*Work required*
Where a picture appears, skip it; print everything else in the records exactly as it stands.
********
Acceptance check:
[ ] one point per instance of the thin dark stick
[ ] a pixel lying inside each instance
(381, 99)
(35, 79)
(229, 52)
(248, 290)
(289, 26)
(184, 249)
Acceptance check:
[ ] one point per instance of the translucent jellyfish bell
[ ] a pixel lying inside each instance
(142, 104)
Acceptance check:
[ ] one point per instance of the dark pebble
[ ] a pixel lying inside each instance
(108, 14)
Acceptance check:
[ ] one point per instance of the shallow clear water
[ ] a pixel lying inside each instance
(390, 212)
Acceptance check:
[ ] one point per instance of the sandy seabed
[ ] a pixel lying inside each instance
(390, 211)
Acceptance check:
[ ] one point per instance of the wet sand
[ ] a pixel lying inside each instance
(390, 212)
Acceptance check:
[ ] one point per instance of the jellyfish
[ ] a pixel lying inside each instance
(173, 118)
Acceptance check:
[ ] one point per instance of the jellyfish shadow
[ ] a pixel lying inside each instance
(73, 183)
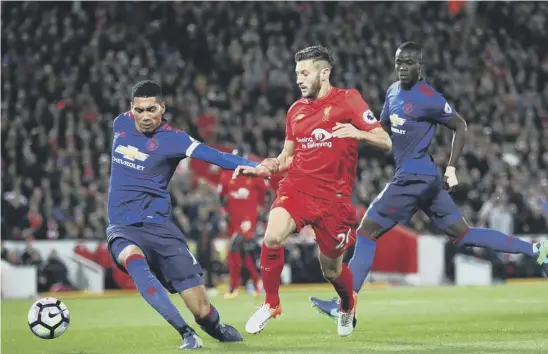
********
*Answer below*
Acceptance check:
[ ] one point per instance of the thin dark stick
[ ] a pixel lying inside each instance
(381, 99)
(35, 79)
(229, 52)
(248, 290)
(289, 26)
(184, 249)
Acceptance check:
[ ] one point per instance of the translucent jellyfish bell
[ ] a pixel lying inside each instance
(142, 104)
Acceptance check:
[ ] one point per instance of the dark pebble
[ ] a pixel lying inside each instance
(108, 14)
Acceptance check:
[ ] one point per instance of the shallow clear water
[ ] a pixel lying inside each instance
(390, 212)
Acceptance check:
[ ] one point per instance of the sandy seabed
[ ] a pixel lying inside each instance
(390, 211)
Acceptance check:
[ ] one point per instance of the wet sand
[ ] a pixel lying inside each instance
(390, 212)
Acceptance check:
[ ] one point per instance of the jellyfish
[ ] a pixel lying inside each instance
(173, 118)
Acceptance check:
[ ] one point per instance of the jellyfish shadow
[ ] a pixel lying inside each instance
(73, 183)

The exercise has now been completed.